[BRIEF] Write the data below out again, exactly as each line reads.

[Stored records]
★ ★ ★ ★ ★ ★ ★

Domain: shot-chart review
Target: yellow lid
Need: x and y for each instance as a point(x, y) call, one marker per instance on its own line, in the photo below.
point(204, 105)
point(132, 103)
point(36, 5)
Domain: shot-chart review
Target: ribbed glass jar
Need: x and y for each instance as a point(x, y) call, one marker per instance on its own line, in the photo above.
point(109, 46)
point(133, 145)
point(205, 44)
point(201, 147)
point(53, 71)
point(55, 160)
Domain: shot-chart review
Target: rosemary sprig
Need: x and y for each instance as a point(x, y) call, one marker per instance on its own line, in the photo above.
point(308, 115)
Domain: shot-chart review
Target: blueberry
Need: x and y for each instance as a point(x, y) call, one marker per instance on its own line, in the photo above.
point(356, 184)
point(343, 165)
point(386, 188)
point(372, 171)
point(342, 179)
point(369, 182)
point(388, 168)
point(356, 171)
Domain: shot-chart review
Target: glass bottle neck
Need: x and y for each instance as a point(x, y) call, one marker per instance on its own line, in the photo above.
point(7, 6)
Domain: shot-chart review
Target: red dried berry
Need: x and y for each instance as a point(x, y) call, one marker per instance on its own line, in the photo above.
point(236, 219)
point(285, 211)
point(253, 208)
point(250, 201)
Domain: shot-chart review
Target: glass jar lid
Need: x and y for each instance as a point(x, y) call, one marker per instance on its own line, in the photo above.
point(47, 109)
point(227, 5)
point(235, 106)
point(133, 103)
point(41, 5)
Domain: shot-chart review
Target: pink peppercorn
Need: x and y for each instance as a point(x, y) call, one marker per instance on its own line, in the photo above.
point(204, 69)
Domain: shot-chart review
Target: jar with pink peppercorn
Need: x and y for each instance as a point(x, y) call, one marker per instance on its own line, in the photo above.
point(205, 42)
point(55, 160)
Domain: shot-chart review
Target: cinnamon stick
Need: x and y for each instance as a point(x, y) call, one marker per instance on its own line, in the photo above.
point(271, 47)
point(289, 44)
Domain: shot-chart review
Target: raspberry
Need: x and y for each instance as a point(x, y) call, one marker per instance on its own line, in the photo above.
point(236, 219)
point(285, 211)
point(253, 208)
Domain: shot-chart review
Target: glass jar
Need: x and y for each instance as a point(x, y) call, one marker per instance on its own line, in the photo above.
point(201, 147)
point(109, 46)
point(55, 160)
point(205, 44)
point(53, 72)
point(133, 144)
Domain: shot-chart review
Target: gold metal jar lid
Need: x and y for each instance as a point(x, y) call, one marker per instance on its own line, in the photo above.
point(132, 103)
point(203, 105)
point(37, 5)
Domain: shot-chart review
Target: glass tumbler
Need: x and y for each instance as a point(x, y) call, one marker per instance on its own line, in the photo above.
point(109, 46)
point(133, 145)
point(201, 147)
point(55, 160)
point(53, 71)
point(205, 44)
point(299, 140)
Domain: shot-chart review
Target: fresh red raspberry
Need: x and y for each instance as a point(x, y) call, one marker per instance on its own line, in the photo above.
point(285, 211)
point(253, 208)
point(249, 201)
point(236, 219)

★ ★ ★ ★ ★ ★ ★

[WRITTEN ANSWER]
Domain: shot-chart review
Target: yellow lid
Need: x and y for each instance as a point(x, y) call, one marker per instance on its own line, in the photo below.
point(204, 105)
point(132, 103)
point(36, 5)
Domain: shot-chart review
Target: ribbed glass jar
Need: x and y for each instance as a point(x, y) call, one marker per instance on its own line, in the photo above.
point(109, 46)
point(133, 145)
point(205, 44)
point(201, 147)
point(53, 71)
point(55, 160)
Domain: shot-chart review
Target: rosemary sprig
Need: x and y for each instance as a point(x, y) call, one marker per instance on its own line, in the photo above.
point(308, 115)
Domain: shot-chart review
Target: blueberry
Need: x and y for each instance as a point(x, y) call, one marker per instance on its own line, in the photo above.
point(356, 184)
point(343, 165)
point(386, 188)
point(372, 171)
point(342, 179)
point(369, 182)
point(388, 168)
point(356, 171)
Domain: shot-chart review
Target: glass bottle neck
Need: x and y for each instance as a point(x, y) call, one marker per instance on its own line, in the photo above.
point(7, 6)
Domain: shot-chart review
Target: red dried berry
Need: x and y for each instance as a point(x, y) call, one marker per instance on its own line, in the photo above.
point(236, 219)
point(285, 211)
point(253, 208)
point(250, 201)
Domain: shot-chart review
Target: glass jar lid
Need: x and y for each instance as a point(x, y) call, one marker per instance on its own line, in the photo above.
point(47, 109)
point(227, 5)
point(235, 106)
point(133, 103)
point(41, 5)
Domain: shot-chart review
Target: pink peppercorn
Need: x and y for each instance as a point(x, y) call, one marker per instance on its own line, in the photo above.
point(204, 69)
Domain: shot-chart review
Target: jar with pink peppercorn
Need: x and y for each instance as a point(x, y) call, one marker per instance on its own line, in the photo above.
point(205, 42)
point(55, 160)
Domain: shot-chart review
Target: cinnamon stick
Need: x and y for each instance as a point(x, y) call, one marker per instance on its own line, in the photo above.
point(271, 47)
point(289, 44)
Domain: shot-chart review
Target: raspberry
Need: x and y for each instance as a point(x, y) call, one marker per instance on its own line, in the photo above.
point(236, 219)
point(285, 211)
point(253, 208)
Domain: shot-chart review
Target: glass jar
Need: x and y for each instance as a point(x, y) call, one marker per instance on its own line, in the photo above.
point(201, 147)
point(109, 46)
point(55, 160)
point(205, 44)
point(53, 72)
point(133, 144)
Domain: shot-chart review
Target: gold metal jar lid
Need: x and y for each instance as a point(x, y) call, one marker per instance on its own line, in the photo above.
point(132, 103)
point(203, 105)
point(37, 5)
Domain: shot-chart review
Target: glass tumbler
Need: x and y for each instance as a point(x, y) call, one marker per instance on its own line, in the photo above.
point(109, 46)
point(133, 145)
point(201, 147)
point(55, 160)
point(53, 71)
point(205, 44)
point(299, 140)
Domain: shot-chart review
Target: fresh red raspberry
Need: x and y for each instance as a point(x, y) call, one marker per instance on its own line, in the photo above.
point(285, 211)
point(253, 208)
point(249, 201)
point(236, 219)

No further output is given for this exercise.